__RECORDED INFORMATION__:

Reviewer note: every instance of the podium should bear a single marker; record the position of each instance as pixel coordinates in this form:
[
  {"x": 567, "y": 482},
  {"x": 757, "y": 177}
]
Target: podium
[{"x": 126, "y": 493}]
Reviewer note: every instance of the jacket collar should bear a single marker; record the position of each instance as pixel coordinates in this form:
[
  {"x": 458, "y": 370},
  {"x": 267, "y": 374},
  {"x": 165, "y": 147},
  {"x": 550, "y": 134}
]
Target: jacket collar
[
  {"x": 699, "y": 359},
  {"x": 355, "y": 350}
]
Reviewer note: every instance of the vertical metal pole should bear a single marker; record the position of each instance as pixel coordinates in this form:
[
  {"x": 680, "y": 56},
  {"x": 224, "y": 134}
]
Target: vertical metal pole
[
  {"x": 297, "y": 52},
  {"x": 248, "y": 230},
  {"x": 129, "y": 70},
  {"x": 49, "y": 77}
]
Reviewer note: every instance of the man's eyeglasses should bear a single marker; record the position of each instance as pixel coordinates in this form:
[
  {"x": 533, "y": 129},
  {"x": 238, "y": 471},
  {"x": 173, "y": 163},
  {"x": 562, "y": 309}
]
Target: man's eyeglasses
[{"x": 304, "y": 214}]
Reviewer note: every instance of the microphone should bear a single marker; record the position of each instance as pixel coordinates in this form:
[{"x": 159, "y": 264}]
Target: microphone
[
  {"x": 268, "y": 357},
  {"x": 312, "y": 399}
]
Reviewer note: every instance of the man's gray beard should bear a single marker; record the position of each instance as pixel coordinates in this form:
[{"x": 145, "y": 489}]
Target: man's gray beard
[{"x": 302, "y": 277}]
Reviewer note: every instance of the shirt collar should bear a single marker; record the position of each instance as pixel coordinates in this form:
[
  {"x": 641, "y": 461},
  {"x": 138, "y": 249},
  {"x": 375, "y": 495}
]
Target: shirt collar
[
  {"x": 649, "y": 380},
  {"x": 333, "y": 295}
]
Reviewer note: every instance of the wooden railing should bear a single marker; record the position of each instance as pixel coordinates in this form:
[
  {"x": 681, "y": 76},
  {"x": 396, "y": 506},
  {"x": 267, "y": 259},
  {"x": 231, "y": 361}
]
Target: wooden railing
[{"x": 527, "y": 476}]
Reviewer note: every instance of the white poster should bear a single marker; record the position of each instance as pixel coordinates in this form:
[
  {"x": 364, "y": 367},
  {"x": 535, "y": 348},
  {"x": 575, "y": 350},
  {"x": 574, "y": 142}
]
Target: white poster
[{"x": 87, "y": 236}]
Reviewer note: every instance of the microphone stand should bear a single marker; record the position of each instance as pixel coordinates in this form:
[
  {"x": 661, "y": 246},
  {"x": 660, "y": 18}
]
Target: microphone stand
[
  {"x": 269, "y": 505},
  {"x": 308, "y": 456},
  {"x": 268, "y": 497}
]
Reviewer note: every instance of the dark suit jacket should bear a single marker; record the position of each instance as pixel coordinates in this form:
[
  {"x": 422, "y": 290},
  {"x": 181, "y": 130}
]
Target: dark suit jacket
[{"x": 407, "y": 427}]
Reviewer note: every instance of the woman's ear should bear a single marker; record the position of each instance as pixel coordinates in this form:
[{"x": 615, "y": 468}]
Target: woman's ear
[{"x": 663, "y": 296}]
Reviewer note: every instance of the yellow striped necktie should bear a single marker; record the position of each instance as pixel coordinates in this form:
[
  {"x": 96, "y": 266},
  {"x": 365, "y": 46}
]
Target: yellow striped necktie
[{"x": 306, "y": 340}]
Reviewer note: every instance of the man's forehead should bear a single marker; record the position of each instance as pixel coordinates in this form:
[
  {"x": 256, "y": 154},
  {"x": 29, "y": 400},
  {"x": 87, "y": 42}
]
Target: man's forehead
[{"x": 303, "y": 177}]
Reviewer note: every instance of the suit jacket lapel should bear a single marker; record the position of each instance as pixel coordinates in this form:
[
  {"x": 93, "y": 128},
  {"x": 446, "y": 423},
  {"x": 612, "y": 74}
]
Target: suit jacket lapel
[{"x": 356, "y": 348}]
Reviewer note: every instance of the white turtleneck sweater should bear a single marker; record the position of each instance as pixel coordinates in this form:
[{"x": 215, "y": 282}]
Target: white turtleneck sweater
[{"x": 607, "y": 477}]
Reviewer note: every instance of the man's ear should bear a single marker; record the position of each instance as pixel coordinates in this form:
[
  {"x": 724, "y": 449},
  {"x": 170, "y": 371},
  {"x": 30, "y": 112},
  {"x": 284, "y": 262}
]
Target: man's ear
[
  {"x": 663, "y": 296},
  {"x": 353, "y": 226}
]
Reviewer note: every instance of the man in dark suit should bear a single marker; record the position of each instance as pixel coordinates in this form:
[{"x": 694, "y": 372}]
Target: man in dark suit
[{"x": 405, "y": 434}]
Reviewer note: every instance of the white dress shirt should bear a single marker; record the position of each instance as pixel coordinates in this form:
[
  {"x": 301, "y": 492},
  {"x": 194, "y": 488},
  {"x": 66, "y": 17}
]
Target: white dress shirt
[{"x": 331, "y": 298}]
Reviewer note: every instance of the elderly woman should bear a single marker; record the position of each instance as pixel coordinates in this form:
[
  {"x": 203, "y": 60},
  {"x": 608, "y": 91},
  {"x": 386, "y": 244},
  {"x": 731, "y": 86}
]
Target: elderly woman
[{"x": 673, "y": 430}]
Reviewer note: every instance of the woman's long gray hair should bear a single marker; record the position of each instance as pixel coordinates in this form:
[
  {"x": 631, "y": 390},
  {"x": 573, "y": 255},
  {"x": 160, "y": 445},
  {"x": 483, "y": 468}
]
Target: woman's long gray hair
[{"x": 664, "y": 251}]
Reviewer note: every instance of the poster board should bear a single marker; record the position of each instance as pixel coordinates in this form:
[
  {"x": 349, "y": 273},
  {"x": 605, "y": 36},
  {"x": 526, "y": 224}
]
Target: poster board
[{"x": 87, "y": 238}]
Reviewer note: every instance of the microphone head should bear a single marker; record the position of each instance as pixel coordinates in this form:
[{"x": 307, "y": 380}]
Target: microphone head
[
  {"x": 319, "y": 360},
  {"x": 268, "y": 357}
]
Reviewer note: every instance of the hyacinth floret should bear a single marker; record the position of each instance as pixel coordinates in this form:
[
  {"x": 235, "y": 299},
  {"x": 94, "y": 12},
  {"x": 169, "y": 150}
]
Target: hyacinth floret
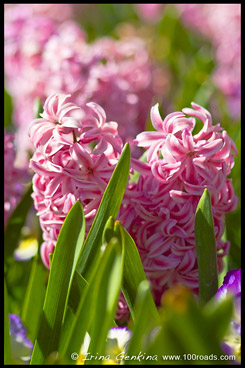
[
  {"x": 159, "y": 209},
  {"x": 74, "y": 160}
]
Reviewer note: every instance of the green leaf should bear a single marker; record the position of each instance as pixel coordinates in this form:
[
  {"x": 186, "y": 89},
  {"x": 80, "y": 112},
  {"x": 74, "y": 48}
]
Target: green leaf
[
  {"x": 15, "y": 224},
  {"x": 144, "y": 321},
  {"x": 219, "y": 316},
  {"x": 97, "y": 304},
  {"x": 206, "y": 249},
  {"x": 34, "y": 298},
  {"x": 8, "y": 109},
  {"x": 7, "y": 345},
  {"x": 64, "y": 261},
  {"x": 133, "y": 275},
  {"x": 107, "y": 297},
  {"x": 109, "y": 206}
]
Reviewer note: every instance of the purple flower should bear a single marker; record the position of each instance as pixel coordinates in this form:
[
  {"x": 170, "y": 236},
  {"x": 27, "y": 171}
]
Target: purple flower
[
  {"x": 21, "y": 346},
  {"x": 232, "y": 287}
]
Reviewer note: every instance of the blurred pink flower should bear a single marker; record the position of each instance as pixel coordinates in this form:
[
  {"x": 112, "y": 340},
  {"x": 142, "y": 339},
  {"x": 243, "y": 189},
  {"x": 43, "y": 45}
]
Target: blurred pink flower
[
  {"x": 74, "y": 160},
  {"x": 149, "y": 12},
  {"x": 211, "y": 20},
  {"x": 14, "y": 177},
  {"x": 44, "y": 56}
]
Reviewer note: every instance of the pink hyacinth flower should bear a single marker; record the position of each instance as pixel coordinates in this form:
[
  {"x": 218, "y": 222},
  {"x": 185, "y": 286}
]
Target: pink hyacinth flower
[
  {"x": 74, "y": 160},
  {"x": 159, "y": 208}
]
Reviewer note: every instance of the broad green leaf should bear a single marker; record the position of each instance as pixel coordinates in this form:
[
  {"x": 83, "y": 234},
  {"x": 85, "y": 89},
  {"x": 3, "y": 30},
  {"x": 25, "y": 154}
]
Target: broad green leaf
[
  {"x": 34, "y": 298},
  {"x": 219, "y": 316},
  {"x": 64, "y": 261},
  {"x": 133, "y": 272},
  {"x": 91, "y": 300},
  {"x": 144, "y": 321},
  {"x": 206, "y": 249},
  {"x": 109, "y": 206},
  {"x": 77, "y": 288},
  {"x": 133, "y": 275},
  {"x": 107, "y": 294},
  {"x": 7, "y": 345},
  {"x": 15, "y": 223}
]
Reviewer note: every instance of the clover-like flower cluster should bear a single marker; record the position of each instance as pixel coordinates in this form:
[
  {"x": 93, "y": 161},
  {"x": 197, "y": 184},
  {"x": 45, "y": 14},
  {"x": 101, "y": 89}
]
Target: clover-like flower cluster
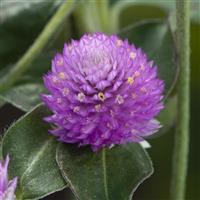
[
  {"x": 7, "y": 188},
  {"x": 103, "y": 91}
]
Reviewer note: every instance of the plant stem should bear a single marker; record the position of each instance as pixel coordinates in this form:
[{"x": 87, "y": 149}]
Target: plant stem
[
  {"x": 22, "y": 65},
  {"x": 181, "y": 148},
  {"x": 104, "y": 15}
]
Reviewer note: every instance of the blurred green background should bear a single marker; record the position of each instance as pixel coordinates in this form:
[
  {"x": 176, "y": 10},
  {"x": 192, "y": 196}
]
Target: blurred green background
[{"x": 17, "y": 18}]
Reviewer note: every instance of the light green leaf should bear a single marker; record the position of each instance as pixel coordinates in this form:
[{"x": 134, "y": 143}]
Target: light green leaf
[
  {"x": 110, "y": 174},
  {"x": 155, "y": 39},
  {"x": 125, "y": 12},
  {"x": 25, "y": 95},
  {"x": 32, "y": 151}
]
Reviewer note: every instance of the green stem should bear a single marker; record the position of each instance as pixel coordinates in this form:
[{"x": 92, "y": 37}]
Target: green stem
[
  {"x": 178, "y": 184},
  {"x": 22, "y": 65},
  {"x": 104, "y": 15}
]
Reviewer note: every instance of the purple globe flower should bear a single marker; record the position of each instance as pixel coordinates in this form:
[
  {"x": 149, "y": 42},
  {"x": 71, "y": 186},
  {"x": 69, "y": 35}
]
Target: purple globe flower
[
  {"x": 7, "y": 188},
  {"x": 103, "y": 91}
]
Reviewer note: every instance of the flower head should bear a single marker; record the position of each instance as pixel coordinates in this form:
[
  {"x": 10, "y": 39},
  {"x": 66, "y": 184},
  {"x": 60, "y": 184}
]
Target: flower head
[
  {"x": 7, "y": 188},
  {"x": 103, "y": 91}
]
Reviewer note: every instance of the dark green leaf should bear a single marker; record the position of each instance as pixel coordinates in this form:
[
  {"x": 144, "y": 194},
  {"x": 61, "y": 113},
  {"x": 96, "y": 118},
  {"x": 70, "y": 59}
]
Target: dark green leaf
[
  {"x": 112, "y": 174},
  {"x": 155, "y": 38},
  {"x": 32, "y": 151}
]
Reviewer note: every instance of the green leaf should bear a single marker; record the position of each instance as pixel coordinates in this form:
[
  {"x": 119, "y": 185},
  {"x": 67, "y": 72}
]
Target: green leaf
[
  {"x": 128, "y": 12},
  {"x": 155, "y": 38},
  {"x": 110, "y": 174},
  {"x": 32, "y": 151}
]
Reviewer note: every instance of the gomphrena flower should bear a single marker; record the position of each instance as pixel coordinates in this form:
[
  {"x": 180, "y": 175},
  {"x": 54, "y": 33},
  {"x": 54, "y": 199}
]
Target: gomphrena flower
[
  {"x": 7, "y": 188},
  {"x": 103, "y": 91}
]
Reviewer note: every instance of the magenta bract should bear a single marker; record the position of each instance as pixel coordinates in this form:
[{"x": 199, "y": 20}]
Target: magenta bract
[{"x": 103, "y": 91}]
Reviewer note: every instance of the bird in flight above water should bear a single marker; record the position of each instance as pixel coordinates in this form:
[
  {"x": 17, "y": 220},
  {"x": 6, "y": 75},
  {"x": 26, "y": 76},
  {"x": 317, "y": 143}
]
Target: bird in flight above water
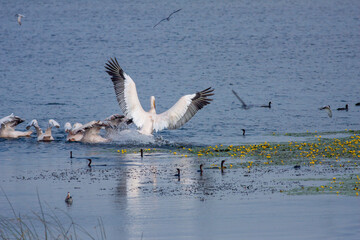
[
  {"x": 167, "y": 18},
  {"x": 19, "y": 17},
  {"x": 328, "y": 110},
  {"x": 148, "y": 122}
]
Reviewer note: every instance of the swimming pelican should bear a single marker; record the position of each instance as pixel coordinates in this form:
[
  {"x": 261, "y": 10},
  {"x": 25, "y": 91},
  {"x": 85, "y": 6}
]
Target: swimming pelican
[
  {"x": 7, "y": 127},
  {"x": 346, "y": 108},
  {"x": 19, "y": 18},
  {"x": 43, "y": 136},
  {"x": 72, "y": 137},
  {"x": 327, "y": 109},
  {"x": 167, "y": 18},
  {"x": 127, "y": 97},
  {"x": 91, "y": 132},
  {"x": 68, "y": 199}
]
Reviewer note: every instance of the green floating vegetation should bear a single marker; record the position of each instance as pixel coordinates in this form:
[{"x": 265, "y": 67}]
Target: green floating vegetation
[{"x": 332, "y": 152}]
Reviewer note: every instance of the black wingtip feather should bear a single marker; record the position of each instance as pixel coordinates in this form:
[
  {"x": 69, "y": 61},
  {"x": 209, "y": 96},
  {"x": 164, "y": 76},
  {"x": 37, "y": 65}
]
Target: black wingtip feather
[{"x": 113, "y": 68}]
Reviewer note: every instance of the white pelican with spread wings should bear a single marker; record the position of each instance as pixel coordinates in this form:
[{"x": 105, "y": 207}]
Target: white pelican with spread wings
[{"x": 148, "y": 122}]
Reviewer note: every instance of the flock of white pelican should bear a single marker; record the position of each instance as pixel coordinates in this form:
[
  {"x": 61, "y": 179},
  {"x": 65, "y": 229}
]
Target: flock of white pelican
[
  {"x": 125, "y": 89},
  {"x": 87, "y": 133}
]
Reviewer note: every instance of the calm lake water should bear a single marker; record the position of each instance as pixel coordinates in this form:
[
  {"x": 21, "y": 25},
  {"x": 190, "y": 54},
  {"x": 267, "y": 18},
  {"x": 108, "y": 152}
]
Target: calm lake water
[{"x": 300, "y": 55}]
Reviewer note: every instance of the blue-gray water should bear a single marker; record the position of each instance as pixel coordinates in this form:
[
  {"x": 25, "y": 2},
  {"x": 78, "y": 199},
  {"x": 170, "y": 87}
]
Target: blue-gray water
[{"x": 300, "y": 55}]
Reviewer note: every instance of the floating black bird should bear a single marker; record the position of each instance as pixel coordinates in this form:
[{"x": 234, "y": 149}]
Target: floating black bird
[
  {"x": 244, "y": 105},
  {"x": 168, "y": 18},
  {"x": 345, "y": 108},
  {"x": 268, "y": 106},
  {"x": 328, "y": 110}
]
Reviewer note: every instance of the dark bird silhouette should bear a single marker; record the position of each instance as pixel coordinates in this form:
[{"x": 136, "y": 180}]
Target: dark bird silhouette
[
  {"x": 267, "y": 106},
  {"x": 168, "y": 18},
  {"x": 327, "y": 109},
  {"x": 346, "y": 108},
  {"x": 201, "y": 170},
  {"x": 244, "y": 105},
  {"x": 243, "y": 131}
]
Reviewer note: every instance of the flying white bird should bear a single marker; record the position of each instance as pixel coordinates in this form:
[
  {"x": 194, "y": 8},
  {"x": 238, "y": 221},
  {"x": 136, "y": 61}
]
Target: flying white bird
[
  {"x": 72, "y": 137},
  {"x": 43, "y": 136},
  {"x": 7, "y": 127},
  {"x": 116, "y": 123},
  {"x": 19, "y": 18},
  {"x": 183, "y": 110},
  {"x": 327, "y": 109},
  {"x": 91, "y": 132}
]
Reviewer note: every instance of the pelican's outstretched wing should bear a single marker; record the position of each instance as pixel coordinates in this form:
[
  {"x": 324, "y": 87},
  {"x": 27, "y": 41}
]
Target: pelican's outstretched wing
[
  {"x": 183, "y": 110},
  {"x": 10, "y": 121},
  {"x": 53, "y": 123},
  {"x": 126, "y": 94},
  {"x": 93, "y": 125}
]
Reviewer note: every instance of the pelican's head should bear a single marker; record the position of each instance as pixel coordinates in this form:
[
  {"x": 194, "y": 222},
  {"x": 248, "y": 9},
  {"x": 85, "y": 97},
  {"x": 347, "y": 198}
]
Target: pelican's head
[{"x": 152, "y": 102}]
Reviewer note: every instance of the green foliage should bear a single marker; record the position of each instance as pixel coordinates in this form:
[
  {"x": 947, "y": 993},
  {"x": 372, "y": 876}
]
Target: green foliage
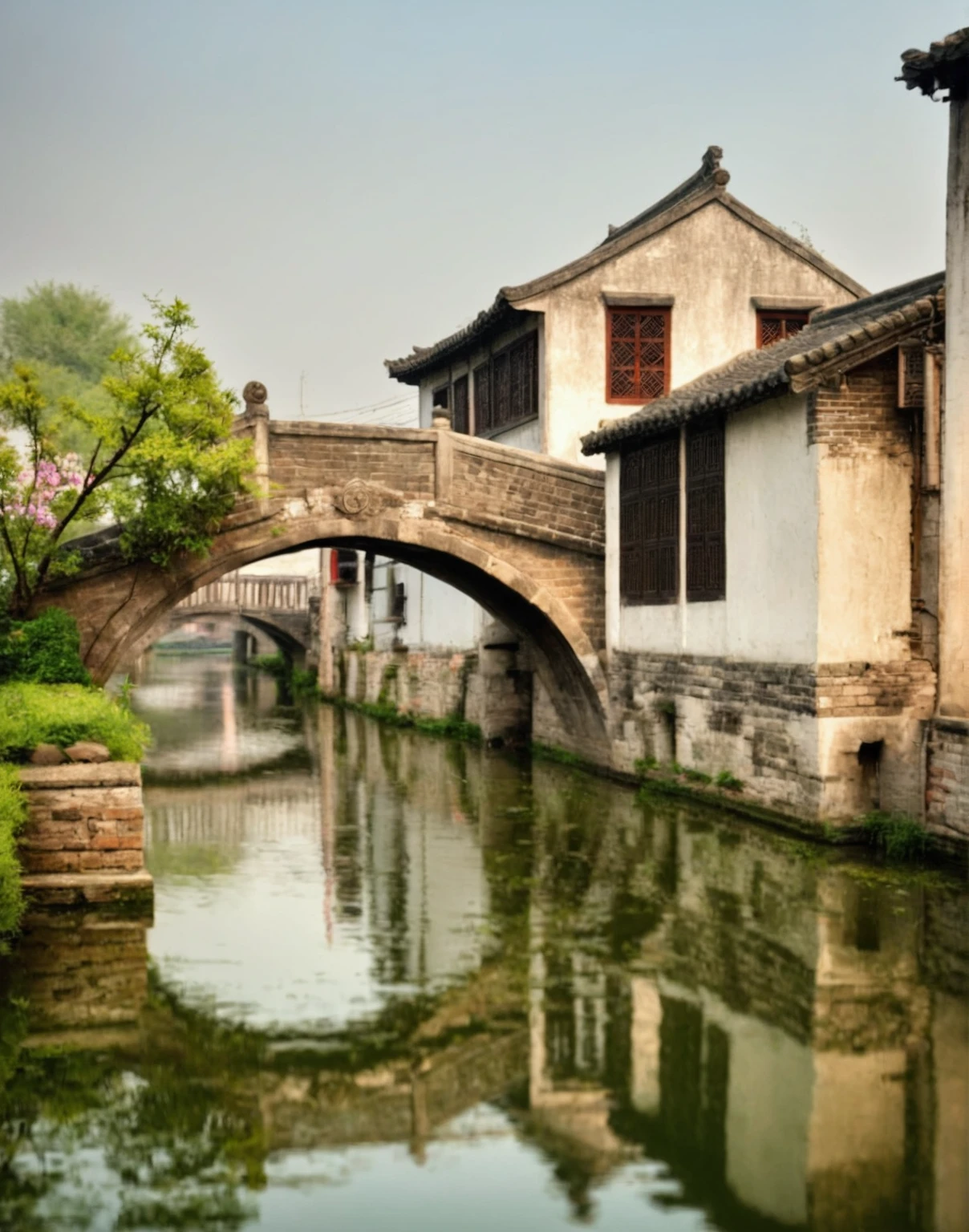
[
  {"x": 160, "y": 459},
  {"x": 275, "y": 664},
  {"x": 32, "y": 715},
  {"x": 45, "y": 650},
  {"x": 63, "y": 326},
  {"x": 13, "y": 816},
  {"x": 897, "y": 836},
  {"x": 452, "y": 727},
  {"x": 387, "y": 683}
]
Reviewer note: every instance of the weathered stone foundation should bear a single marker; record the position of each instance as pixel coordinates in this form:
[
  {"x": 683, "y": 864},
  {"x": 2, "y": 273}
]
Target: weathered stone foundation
[
  {"x": 826, "y": 742},
  {"x": 84, "y": 839}
]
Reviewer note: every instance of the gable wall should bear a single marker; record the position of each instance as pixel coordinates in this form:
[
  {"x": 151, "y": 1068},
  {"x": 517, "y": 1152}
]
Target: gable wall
[{"x": 712, "y": 262}]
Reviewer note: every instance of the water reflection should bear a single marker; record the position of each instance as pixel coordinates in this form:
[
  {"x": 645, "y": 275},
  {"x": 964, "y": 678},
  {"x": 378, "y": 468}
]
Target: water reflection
[{"x": 423, "y": 982}]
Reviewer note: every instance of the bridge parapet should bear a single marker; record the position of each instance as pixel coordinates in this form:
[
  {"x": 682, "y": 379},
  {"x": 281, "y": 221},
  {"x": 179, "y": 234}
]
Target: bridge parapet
[{"x": 237, "y": 593}]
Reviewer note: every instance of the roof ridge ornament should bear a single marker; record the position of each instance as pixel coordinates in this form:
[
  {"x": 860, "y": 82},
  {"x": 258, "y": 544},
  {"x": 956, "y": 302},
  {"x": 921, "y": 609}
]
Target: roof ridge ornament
[{"x": 712, "y": 169}]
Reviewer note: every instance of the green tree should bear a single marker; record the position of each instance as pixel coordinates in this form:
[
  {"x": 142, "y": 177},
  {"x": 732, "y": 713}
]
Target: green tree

__WRITTEN REQUEST__:
Repeat only the stretch of lines starting at the one containing "Reviewer note: every instance of the weathered" and running to the final line of the entries above.

__FULL SOLUTION__:
Reviewer note: every instance of the weathered stone foundation should bear a single marker; record the position of each instance as pixel coordinates in this form:
[
  {"x": 683, "y": 864},
  {"x": 2, "y": 273}
]
Target: weathered stone foundation
[
  {"x": 826, "y": 742},
  {"x": 84, "y": 839}
]
Reviewer note: every instance of the gable wall should bear a single marker; record the position of each instance as pixel coordinates in this form:
[
  {"x": 151, "y": 1068},
  {"x": 517, "y": 1152}
]
Target: gable wall
[{"x": 712, "y": 262}]
Reviewer note: every instance of the water reflection should bear a single marker; record the position of each instance as pixel coordinates in this form:
[
  {"x": 645, "y": 275},
  {"x": 964, "y": 678},
  {"x": 378, "y": 468}
]
Target: water reflection
[{"x": 423, "y": 982}]
Reviewer note: every instance of the bridge parapet should bear a single marker; record the position of each instance as pixel coordinates in this form:
[
  {"x": 682, "y": 379},
  {"x": 281, "y": 221},
  {"x": 179, "y": 234}
]
Target: bridge parapet
[{"x": 237, "y": 593}]
Reviewer note: every instance of the roof ridge ornament should bear a single marker; record the position of each instance as pixel coordinates in this form:
[
  {"x": 860, "y": 82},
  {"x": 258, "y": 544},
  {"x": 956, "y": 302},
  {"x": 921, "y": 609}
]
Target: roof ridge ornament
[{"x": 712, "y": 169}]
Reviewer note: every instance of the green tree should bear a single marker; record the position of each instance as pixel coordinates in this form:
[
  {"x": 142, "y": 177},
  {"x": 732, "y": 713}
]
Target: green tree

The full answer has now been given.